Please translate this sentence from the passage below on Marx's "Fragment on Machines" into Spanish: "Intellectuality, in other words, is completely monopolized by capital."

====== Passage shown

We have written elsewhere about the problems inhering in the dialectical theory Marx opposes to Proudhon’s approach. Are we really to believe that the development of large-scale, mechanized, automated industry will give rise to a unified and polyvalent individual capable of fully developing all his faculties? And can we really believe that the constricted and domineering socialization of the workers by capital necessarily leads to a free association of individuals? We freely admit that capital creates an objective antagonism between itself and its workers, and we will also admit that workers’ struggles to limit their exploitation express a nascent desire to re-appropriate the fruits of their labor (as is clearly demonstrable through an analysis of the history of workers’ struggles). Yet given the various forms capital has taken since the mid-nineteenth century, we are less sure about the proposition that the capitalist institution of forced cooperation and mechanization will ultimately produce a fully socialized individual who has developed all his faculties as a result of an increase in free time.
If the common, in the form of social labor, finds its most developed form in the “technological application of science”84 to production, as Marx explains in the Grundrisse and in Chapter VI of Capital (vol. 1), then we are dealing with a form of historical necessity that will invariably lead to the “expropriation of the expropriators.” This is the logic of Marx’s famous “Fragment on Machines,” from the Grundrisse, that has been so central to the theorists of Italian operaismo (“workerism”). In this influential passage, Marx describes capital’s tendency toward a progressive reduction of social or communal work, and a concomitant shift away from cooperative production in favor of mere supervision and regulation of an “automatic system of machinery” in which workers are but cogs endowed with intellect.85 This tendency allows the workers to largely liberate themselves from manual labor, wherein they are subsequently able to completely devote themselves to their own development and fulfillment. Given its importance for many contemporary theories of the common, this passage warrants close and careful examination. For this famous “Fragment on Machines” is not merely a rough draft of the more precise analysis found in Capital, but rather constitutes a singular theoretical moment in itself within Marx’s work.86 In these writings, Marx dares a rather precise prognostication on the basis of certain tendencies already at work in capital’s present: specifically, in this case, capital’s tendency to assimilate scientific advances toward its own ends and the contradictory effect of this assimilation in terms of capital’s control over its workers. At the outset, we should observe how Marx’s prognostication is completely at odds with Hardt and Negri’s thesis concerning knowledge and autonomy: as Marx clearly indicates, scientific knowledge does not reside in the worker, but rather it is “concentrated” in fixed capital, such that capital increasingly relies on a combination of the forces of production to the detriment of direct labor power. Living labor thus loses all its independence: “the worker’s activity, reduced to a mere abstraction of activity, is determined and regulated on all sides by the movement of the machinery, and not the opposite.”87 Intellectuality, in other words, is completely monopolized by capital.

============
====== Information provided

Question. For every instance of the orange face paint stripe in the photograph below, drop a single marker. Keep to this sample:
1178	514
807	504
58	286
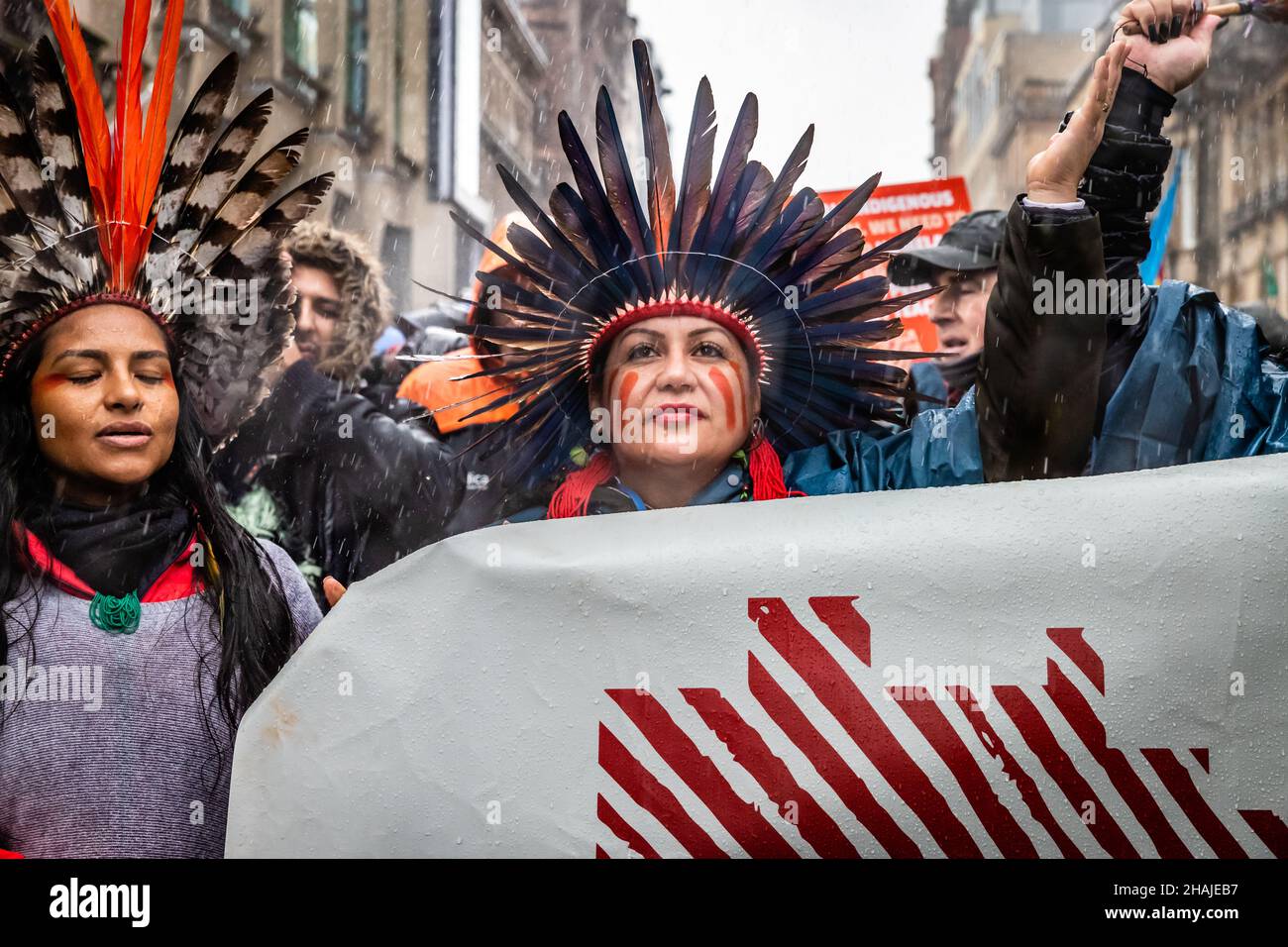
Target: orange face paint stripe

============

The reply: La intelectualidad, en otras palabras, está completamente monopolizada por el capital.